**AVAILABLE DATA**
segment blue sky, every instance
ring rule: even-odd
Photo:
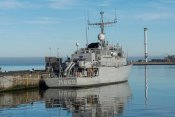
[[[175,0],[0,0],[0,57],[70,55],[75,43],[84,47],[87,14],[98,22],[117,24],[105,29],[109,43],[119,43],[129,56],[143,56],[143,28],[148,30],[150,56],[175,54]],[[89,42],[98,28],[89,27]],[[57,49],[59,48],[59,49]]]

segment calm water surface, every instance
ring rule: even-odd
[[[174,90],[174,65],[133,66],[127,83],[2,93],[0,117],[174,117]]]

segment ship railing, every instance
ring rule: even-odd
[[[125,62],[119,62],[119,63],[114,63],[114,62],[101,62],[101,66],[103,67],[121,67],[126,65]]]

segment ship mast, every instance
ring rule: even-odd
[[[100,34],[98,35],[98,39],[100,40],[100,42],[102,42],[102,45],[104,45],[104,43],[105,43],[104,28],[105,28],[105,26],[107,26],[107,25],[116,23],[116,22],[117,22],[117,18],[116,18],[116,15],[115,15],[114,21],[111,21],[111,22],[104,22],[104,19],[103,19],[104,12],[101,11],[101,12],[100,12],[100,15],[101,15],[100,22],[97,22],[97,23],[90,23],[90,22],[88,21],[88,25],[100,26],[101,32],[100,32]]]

...

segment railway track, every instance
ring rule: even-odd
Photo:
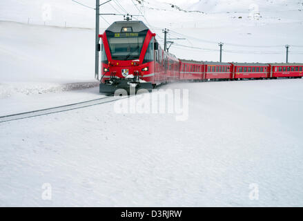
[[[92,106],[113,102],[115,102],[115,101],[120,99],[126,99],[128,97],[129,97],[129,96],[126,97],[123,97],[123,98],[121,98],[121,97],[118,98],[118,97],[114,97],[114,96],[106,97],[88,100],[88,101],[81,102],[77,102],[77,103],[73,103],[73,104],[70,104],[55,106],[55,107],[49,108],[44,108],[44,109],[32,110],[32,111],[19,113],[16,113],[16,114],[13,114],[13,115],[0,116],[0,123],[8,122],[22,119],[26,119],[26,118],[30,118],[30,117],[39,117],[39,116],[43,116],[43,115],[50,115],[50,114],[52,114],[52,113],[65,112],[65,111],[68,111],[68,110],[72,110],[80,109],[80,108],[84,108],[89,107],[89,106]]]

**TASK REQUIREMENTS**
Copy out the lines above word for word, beginning with the line that contains "segment blue sky, every instance" and stopping after the line that contains "[[[174,90],[174,65],[133,66],[127,83],[2,93],[0,117],[174,117]]]". Leave the pictures out of your answer.

**EXPECTED OUTPUT**
segment blue sky, every instance
ring rule: even-odd
Photo:
[[[175,0],[0,0],[0,57],[70,55],[75,43],[84,47],[87,14],[98,22],[117,24],[105,29],[109,43],[119,43],[129,56],[143,56],[143,28],[148,30],[150,56],[175,54]],[[89,42],[98,28],[89,27]],[[57,49],[59,48],[59,49]]]

segment calm water surface, every instance
ring rule: even-odd
[[[174,90],[174,65],[133,66],[127,83],[2,93],[0,117],[174,117]]]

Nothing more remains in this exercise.